EXERCISE GOAL: Tally up the lines below containing the string "wall", then write the number alone.

DATA FOR REVIEW:
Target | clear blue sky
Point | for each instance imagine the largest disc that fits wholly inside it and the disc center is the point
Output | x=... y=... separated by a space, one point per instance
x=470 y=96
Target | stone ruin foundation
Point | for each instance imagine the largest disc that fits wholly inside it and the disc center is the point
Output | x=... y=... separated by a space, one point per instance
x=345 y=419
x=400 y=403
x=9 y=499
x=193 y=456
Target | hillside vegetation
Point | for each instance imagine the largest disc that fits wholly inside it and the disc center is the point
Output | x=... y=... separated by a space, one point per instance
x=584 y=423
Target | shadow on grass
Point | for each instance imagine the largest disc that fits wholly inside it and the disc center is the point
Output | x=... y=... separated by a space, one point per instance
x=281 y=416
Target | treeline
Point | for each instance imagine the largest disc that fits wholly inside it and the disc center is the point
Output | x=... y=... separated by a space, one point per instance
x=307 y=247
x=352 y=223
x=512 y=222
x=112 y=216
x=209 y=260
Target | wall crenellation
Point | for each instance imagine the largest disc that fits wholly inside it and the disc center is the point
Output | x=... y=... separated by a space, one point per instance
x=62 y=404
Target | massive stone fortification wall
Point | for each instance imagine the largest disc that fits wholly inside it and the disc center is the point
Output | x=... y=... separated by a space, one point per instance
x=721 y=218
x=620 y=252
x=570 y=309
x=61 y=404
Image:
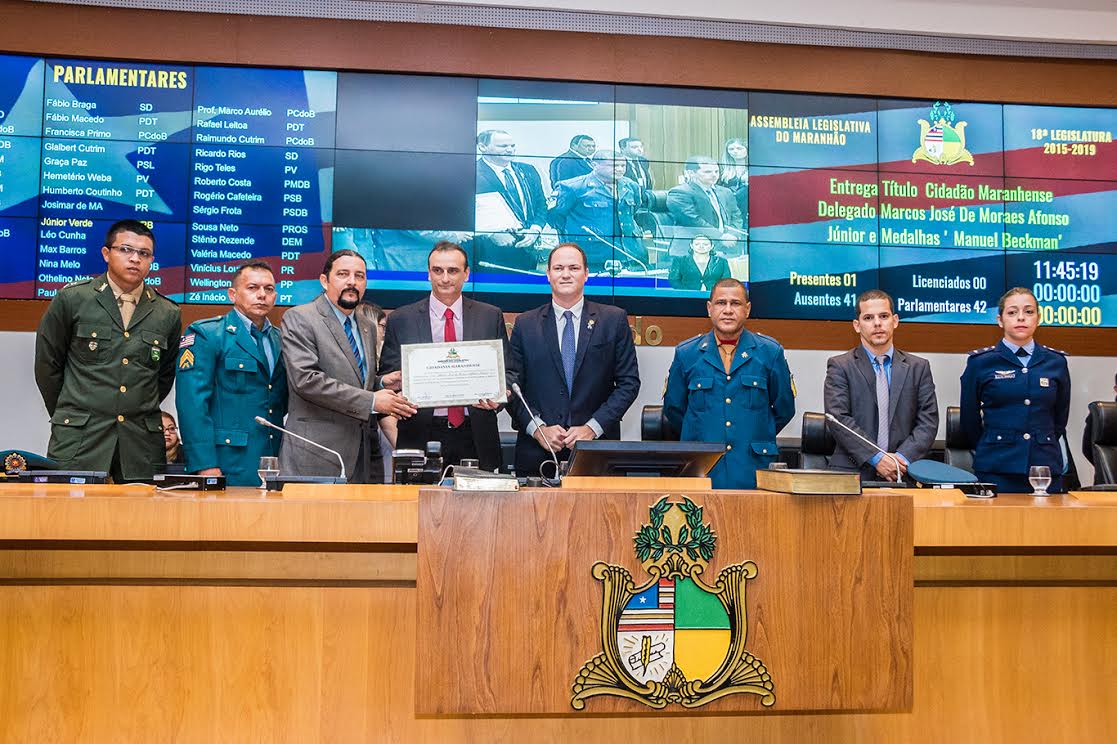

TASK RESPONSE: 2